» Records to use
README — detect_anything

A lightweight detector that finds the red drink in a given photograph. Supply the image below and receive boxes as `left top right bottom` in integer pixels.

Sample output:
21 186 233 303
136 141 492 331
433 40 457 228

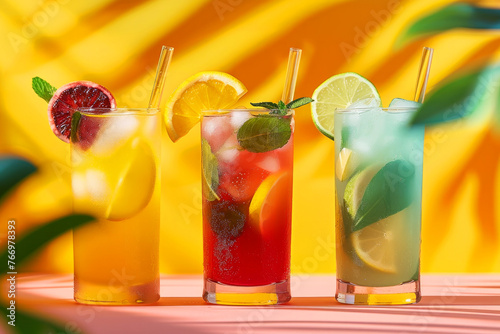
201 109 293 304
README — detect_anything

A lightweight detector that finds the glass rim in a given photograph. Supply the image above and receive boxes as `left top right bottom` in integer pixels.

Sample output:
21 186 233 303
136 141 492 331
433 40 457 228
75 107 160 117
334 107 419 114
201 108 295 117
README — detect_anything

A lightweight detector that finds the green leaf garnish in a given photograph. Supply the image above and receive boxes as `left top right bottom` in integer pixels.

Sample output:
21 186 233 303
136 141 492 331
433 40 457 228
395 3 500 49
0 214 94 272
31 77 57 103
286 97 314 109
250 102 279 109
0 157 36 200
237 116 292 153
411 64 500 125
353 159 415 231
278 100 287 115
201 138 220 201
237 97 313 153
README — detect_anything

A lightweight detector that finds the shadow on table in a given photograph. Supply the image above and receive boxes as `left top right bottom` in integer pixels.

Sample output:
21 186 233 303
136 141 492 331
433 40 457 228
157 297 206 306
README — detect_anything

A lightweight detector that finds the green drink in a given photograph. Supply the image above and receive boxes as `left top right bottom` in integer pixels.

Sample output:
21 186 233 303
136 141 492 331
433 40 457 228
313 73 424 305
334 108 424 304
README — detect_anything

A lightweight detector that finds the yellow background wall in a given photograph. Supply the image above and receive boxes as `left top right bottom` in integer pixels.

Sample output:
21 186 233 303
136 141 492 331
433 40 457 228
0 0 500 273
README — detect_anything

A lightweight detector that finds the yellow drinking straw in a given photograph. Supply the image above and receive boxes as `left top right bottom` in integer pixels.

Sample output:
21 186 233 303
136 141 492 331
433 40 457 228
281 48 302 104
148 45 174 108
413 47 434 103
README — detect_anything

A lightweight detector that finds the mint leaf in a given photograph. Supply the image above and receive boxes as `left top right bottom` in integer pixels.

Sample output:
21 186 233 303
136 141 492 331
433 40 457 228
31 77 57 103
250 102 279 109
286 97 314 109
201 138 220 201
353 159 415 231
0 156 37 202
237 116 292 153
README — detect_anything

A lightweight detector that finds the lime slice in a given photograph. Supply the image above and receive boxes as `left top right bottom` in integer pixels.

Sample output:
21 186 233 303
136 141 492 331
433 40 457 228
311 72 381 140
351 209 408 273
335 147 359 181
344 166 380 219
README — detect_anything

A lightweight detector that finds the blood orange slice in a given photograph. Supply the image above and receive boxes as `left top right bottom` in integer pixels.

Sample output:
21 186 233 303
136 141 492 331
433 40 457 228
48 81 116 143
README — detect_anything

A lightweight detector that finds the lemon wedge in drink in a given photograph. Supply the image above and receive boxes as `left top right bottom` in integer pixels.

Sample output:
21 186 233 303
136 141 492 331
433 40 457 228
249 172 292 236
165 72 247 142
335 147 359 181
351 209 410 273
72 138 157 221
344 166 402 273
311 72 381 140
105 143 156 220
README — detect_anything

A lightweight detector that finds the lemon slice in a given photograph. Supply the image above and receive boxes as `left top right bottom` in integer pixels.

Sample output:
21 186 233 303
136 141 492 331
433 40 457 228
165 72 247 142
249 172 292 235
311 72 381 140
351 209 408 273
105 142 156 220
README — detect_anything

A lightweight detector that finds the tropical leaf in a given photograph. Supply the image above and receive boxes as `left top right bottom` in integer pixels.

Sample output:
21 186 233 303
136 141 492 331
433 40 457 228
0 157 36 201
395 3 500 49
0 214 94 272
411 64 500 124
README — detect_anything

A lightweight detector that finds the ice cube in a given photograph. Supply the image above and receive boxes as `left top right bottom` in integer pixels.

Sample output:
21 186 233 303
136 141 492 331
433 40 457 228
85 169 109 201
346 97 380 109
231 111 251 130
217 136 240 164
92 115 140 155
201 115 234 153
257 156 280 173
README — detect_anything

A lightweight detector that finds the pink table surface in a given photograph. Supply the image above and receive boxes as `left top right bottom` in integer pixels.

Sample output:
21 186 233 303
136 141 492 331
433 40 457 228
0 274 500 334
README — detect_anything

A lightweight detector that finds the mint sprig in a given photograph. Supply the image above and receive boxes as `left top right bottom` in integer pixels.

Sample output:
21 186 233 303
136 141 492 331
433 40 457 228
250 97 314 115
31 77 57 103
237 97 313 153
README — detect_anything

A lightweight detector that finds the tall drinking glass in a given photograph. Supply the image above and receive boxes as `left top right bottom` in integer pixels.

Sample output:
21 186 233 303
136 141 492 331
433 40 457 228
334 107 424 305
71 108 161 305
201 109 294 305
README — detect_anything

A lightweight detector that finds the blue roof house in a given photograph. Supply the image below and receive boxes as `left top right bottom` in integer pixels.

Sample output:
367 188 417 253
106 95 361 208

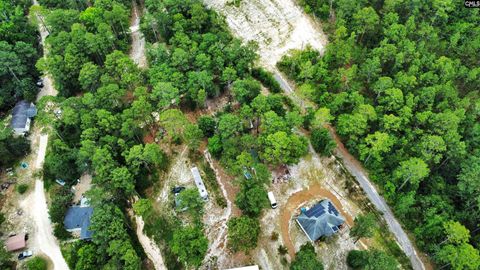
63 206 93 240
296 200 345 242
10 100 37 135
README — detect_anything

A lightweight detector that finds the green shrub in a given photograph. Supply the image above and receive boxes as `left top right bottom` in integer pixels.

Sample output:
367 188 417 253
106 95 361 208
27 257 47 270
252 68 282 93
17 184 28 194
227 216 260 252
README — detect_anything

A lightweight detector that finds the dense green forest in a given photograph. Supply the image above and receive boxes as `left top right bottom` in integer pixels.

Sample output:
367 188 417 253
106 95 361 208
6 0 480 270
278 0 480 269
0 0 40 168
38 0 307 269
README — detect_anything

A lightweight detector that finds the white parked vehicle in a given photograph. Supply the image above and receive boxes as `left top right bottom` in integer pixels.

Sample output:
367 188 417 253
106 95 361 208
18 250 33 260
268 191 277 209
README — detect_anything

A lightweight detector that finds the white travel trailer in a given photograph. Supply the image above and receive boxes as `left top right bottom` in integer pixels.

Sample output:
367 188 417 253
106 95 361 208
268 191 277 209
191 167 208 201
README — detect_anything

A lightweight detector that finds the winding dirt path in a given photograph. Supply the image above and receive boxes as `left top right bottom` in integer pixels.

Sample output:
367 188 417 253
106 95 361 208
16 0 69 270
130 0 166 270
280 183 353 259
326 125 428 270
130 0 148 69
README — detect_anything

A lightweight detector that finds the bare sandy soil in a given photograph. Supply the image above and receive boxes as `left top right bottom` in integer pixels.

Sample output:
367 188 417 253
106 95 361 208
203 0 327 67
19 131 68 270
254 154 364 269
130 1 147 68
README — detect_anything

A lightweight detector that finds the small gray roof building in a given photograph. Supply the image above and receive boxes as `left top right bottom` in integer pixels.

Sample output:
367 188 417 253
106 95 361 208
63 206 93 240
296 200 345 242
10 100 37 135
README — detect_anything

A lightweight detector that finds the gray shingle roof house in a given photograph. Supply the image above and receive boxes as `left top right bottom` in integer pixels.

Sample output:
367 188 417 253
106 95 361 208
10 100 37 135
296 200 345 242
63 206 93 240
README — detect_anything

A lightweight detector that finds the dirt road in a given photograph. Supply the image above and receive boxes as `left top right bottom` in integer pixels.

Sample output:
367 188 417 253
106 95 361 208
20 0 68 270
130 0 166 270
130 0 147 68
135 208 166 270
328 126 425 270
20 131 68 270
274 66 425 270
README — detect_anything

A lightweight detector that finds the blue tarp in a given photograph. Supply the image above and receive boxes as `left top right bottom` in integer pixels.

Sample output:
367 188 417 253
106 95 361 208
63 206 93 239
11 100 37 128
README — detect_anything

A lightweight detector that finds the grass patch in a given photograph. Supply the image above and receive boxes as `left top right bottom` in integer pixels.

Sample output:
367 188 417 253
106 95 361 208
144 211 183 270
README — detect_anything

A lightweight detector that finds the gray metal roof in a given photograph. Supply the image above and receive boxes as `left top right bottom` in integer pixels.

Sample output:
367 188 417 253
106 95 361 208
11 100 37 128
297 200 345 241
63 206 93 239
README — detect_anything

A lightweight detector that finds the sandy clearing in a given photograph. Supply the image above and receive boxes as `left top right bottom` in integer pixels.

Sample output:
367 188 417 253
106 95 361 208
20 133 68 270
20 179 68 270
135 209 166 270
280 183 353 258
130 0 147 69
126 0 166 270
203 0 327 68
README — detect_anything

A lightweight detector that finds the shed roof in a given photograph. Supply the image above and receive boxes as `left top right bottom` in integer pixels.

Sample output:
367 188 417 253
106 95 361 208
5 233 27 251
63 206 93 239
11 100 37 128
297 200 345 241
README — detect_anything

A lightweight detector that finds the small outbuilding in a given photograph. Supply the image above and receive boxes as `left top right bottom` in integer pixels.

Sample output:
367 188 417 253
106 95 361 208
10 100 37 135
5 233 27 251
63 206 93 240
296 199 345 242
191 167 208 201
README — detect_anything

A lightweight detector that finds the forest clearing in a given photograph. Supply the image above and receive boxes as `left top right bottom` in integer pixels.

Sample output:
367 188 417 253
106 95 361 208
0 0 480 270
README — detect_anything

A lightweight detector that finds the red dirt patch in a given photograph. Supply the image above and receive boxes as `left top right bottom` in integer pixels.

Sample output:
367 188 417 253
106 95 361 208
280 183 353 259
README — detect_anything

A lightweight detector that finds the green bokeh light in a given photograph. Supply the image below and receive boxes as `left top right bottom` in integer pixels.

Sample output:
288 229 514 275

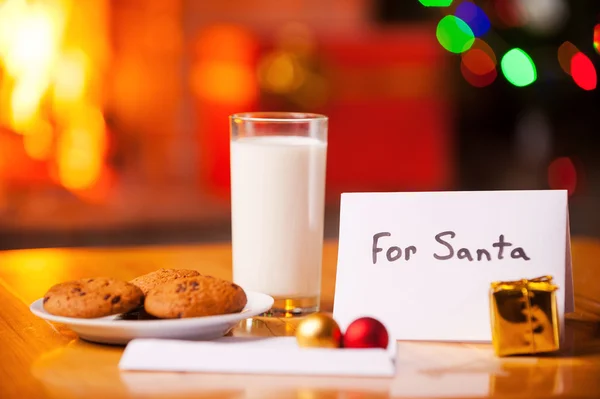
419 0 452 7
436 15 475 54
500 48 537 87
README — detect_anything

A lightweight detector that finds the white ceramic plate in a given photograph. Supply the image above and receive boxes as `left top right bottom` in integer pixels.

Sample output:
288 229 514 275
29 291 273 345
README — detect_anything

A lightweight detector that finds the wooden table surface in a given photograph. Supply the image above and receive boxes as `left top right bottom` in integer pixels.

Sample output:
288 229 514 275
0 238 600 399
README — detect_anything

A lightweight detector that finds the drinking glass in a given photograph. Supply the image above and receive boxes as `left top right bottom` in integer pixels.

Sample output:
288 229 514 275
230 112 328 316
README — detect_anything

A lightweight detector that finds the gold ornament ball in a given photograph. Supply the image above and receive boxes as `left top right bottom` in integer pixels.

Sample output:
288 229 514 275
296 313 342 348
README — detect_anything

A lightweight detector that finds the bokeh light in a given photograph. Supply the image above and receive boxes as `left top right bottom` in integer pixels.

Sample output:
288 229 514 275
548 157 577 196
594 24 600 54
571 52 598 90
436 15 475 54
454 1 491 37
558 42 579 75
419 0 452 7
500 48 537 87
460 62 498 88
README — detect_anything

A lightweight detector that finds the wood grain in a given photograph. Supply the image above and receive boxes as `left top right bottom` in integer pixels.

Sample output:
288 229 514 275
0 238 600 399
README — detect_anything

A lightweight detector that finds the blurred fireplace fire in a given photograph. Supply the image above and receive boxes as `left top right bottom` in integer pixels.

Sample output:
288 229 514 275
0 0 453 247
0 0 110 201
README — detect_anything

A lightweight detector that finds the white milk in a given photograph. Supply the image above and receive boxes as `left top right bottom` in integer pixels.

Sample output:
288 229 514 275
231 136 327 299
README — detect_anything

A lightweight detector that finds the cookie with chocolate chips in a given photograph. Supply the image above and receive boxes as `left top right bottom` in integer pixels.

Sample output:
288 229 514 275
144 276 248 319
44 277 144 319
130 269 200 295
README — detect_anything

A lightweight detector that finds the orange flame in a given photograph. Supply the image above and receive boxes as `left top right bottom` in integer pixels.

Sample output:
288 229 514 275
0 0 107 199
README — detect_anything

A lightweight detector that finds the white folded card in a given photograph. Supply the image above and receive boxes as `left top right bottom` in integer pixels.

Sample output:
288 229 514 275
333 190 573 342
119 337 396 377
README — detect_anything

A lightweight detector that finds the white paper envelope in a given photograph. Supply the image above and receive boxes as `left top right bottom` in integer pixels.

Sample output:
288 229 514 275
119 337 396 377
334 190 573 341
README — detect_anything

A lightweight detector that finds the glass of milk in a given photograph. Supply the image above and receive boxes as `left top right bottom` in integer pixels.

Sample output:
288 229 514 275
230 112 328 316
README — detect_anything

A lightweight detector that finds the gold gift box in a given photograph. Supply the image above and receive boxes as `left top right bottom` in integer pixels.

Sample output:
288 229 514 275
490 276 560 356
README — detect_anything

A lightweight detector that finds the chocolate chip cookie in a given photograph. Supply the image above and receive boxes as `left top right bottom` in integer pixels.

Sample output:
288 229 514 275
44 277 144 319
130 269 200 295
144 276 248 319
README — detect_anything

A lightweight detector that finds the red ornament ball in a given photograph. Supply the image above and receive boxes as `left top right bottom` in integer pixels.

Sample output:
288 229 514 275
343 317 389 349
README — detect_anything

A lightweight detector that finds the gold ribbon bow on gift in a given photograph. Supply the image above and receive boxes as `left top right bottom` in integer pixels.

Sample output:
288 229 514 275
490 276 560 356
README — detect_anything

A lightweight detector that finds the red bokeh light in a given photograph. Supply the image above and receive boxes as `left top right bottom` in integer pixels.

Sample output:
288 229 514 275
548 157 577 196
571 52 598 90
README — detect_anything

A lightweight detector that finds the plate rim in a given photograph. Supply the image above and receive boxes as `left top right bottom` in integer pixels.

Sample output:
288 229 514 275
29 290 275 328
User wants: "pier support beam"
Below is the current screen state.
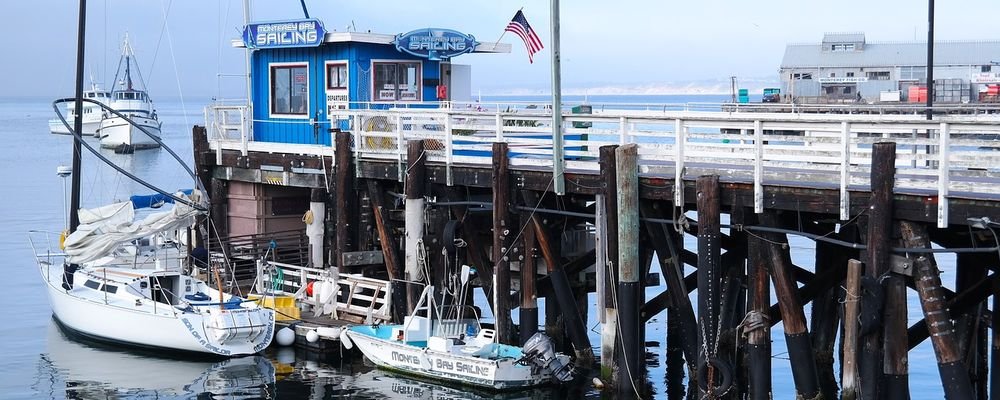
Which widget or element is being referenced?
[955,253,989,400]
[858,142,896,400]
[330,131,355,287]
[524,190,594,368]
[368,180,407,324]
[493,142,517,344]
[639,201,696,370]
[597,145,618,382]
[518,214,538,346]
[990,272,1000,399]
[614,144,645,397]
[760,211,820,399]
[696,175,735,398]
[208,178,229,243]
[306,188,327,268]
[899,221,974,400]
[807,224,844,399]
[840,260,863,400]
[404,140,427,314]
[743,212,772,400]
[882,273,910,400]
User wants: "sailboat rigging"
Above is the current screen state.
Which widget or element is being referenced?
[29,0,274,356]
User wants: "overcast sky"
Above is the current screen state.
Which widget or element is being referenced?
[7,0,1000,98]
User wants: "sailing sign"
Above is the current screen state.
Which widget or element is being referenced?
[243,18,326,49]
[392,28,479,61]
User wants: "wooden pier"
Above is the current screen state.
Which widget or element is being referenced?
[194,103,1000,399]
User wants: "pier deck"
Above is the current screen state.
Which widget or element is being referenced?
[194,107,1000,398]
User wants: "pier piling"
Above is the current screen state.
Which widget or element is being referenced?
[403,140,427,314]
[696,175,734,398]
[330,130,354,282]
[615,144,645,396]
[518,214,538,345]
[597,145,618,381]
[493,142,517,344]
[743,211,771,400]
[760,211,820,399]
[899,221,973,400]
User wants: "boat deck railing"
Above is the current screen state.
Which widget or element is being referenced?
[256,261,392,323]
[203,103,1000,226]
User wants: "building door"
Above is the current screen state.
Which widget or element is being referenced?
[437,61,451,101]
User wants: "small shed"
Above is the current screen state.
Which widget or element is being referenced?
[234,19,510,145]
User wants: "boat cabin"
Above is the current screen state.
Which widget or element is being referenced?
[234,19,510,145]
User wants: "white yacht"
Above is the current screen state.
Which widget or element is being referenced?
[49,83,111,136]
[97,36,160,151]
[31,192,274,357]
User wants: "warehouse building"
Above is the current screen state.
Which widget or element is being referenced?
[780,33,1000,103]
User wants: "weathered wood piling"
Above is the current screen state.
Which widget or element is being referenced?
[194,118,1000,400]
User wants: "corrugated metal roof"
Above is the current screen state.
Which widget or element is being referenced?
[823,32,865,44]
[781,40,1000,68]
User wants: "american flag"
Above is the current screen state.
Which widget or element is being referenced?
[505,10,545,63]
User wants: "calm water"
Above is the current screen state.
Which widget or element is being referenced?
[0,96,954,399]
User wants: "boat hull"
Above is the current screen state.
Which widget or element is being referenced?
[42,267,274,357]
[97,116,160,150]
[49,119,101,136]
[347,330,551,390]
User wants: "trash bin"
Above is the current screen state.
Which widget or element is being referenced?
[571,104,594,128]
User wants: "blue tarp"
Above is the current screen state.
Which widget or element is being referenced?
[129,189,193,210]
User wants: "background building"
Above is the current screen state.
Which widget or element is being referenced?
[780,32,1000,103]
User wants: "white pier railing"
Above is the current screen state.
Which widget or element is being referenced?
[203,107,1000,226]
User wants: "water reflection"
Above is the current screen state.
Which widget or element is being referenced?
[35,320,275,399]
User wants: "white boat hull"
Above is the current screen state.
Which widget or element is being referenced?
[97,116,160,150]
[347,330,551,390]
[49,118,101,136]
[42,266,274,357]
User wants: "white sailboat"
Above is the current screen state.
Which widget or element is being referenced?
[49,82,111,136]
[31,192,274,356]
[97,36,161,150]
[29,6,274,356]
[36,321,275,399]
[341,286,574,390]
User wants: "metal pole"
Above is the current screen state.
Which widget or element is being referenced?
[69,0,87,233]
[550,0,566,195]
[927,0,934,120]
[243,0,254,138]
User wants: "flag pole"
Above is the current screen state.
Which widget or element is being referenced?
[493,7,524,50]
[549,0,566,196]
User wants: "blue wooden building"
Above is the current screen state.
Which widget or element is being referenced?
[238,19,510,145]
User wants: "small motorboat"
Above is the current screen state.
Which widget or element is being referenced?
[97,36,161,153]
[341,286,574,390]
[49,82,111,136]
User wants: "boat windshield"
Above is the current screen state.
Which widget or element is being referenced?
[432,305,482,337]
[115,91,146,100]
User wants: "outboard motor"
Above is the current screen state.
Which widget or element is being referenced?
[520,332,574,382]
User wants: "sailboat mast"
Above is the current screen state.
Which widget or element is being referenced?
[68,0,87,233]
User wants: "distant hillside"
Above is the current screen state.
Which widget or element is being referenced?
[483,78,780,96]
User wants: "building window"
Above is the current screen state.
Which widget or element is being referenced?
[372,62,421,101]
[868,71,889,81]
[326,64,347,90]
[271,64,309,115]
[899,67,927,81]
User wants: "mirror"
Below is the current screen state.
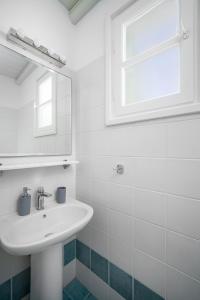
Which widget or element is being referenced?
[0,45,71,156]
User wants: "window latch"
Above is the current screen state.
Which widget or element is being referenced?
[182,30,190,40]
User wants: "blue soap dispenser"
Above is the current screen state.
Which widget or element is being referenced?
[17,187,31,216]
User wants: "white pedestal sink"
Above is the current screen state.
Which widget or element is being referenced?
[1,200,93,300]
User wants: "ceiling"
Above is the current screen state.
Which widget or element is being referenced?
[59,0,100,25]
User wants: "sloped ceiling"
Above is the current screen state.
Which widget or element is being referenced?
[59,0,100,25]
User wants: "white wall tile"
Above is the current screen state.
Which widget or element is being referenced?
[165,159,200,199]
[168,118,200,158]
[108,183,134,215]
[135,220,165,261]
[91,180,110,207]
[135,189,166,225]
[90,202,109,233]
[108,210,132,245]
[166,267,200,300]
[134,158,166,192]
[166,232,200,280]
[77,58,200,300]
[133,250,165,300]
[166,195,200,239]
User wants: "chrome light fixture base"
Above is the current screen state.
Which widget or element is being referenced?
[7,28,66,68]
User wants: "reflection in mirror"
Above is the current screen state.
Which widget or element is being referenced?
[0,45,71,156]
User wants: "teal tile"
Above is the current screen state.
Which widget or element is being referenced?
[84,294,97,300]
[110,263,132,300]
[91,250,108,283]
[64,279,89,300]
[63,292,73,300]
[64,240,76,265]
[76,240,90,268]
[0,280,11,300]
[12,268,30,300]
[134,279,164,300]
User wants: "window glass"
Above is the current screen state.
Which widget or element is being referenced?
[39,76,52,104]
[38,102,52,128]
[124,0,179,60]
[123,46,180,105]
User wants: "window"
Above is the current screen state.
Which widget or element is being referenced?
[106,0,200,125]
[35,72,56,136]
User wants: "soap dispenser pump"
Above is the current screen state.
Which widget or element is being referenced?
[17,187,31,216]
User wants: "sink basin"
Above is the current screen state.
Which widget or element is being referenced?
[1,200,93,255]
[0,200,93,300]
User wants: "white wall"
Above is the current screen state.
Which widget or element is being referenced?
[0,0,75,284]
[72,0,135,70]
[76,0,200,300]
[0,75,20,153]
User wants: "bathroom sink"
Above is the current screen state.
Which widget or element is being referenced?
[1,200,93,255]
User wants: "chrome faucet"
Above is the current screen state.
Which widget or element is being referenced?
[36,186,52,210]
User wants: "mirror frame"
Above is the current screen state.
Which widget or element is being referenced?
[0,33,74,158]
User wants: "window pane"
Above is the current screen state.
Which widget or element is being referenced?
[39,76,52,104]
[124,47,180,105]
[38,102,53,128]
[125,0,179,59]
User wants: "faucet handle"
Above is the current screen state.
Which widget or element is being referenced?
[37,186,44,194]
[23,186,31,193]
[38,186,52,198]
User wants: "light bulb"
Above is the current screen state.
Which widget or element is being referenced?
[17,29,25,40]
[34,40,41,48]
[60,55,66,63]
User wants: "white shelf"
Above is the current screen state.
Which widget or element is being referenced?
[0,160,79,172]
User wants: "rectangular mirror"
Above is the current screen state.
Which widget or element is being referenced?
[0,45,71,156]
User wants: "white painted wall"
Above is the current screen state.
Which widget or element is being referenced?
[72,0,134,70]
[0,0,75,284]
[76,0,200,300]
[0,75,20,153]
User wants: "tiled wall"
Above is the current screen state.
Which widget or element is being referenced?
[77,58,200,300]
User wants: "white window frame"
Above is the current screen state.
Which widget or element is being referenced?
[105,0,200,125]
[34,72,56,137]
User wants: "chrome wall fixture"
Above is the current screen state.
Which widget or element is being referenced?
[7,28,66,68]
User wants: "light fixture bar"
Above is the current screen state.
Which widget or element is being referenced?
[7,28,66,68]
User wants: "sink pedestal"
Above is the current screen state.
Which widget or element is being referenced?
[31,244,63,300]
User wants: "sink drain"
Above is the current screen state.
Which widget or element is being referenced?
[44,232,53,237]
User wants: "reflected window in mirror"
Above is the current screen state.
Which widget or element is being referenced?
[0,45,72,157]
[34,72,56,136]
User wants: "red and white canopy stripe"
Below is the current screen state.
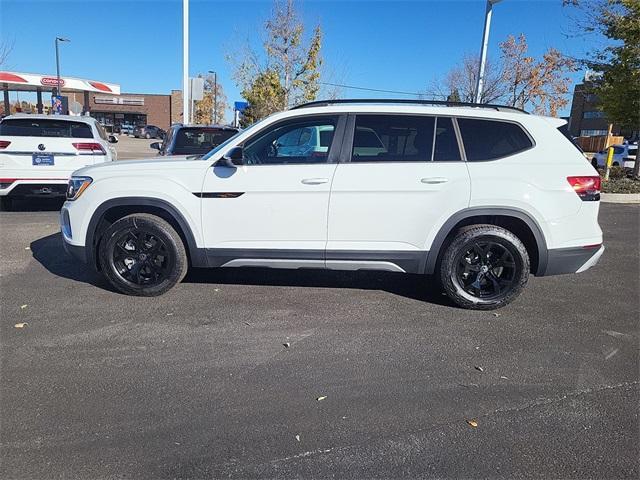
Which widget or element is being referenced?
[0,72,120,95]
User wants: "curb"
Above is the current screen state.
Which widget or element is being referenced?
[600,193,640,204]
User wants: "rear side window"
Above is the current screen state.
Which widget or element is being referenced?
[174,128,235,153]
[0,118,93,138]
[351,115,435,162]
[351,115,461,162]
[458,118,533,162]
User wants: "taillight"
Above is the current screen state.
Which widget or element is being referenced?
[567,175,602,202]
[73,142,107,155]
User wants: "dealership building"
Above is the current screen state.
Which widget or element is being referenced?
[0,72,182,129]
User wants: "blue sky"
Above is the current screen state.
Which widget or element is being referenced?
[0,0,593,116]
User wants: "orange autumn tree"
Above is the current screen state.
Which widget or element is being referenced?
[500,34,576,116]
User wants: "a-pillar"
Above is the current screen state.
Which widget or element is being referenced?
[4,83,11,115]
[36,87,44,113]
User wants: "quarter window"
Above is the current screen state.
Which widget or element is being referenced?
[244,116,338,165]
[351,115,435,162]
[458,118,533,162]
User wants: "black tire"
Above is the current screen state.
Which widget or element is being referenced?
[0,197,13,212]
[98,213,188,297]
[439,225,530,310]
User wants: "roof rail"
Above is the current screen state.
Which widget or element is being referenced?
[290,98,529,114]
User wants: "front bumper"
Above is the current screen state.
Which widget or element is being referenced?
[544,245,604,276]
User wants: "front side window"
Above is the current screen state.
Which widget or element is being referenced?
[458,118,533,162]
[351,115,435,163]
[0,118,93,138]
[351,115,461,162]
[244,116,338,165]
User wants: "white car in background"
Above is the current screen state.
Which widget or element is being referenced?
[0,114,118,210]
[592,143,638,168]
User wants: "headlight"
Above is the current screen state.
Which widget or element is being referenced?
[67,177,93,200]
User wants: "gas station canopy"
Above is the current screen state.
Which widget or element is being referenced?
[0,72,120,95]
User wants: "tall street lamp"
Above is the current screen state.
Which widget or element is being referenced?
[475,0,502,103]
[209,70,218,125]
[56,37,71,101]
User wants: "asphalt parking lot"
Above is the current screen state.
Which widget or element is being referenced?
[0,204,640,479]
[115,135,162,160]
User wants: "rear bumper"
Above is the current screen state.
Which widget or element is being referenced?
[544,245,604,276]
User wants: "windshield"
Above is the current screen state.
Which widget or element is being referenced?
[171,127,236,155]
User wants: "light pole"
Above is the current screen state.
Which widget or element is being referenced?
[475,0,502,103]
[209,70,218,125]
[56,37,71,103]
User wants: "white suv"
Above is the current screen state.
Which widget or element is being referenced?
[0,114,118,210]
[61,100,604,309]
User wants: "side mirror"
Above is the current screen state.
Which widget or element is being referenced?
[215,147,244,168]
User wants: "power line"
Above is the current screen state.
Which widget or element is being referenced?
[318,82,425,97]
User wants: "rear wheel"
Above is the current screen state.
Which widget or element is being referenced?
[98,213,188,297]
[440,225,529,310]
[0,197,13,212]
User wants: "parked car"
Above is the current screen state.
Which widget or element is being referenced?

» Required work
Put every line of the listing, from its first line through the line containing "334 108 424 304", into a JSON list of strings, with one string per line and blank lines omitted. Leave the pictures out.

» Worked solution
[
  "README — detect_anything",
  "A lightweight detector that finds the red drink in a given photograph. Supply the image below and receive boxes as `left top right bottom` in integer pixels.",
  "Sample output:",
  "21 186 233 303",
  "136 141 492 331",
  "433 40 457 228",
  "201 109 293 304",
  "README — detect_anything",
  "A lightweight detector that finds the glass rim in a given photograph. Supply the image above and receive boxes as `left top right bottom` in integer pixels.",
  "Sample output:",
  "21 186 233 303",
  "136 141 492 331",
  "433 40 457 228",
  "75 107 160 117",
  "334 107 419 114",
  "201 108 295 117",
  "README — detect_anything",
  "A lightweight detector that finds the green leaf garnish in a given photograph. Supply the image above and receive boxes as `left top right bottom` in integer pixels.",
  "Sample output:",
  "21 186 233 303",
  "136 141 492 331",
  "433 40 457 228",
  "395 3 500 49",
  "0 214 94 272",
  "31 77 57 103",
  "286 97 314 109",
  "250 102 279 109",
  "0 157 36 200",
  "237 116 292 153",
  "411 64 500 125",
  "353 159 415 231",
  "278 100 287 115",
  "201 138 220 201",
  "237 97 313 153",
  "README — detect_anything",
  "A lightweight detector that finds the shadow on table in a given photograph. Supply the image above and receive boxes as `left top right bottom` in integer pixels.",
  "Sample output:",
  "21 186 233 303",
  "136 141 492 331",
  "433 40 457 228",
  "157 297 206 306",
  "README — detect_anything",
  "A lightweight detector that finds the green drink in a given photograph. Supply the image above and receive boxes as `left top right bottom` in integer pixels.",
  "Sample output:",
  "21 186 233 303",
  "136 141 492 331",
  "433 40 457 228",
  "313 73 424 305",
  "334 108 424 304"
]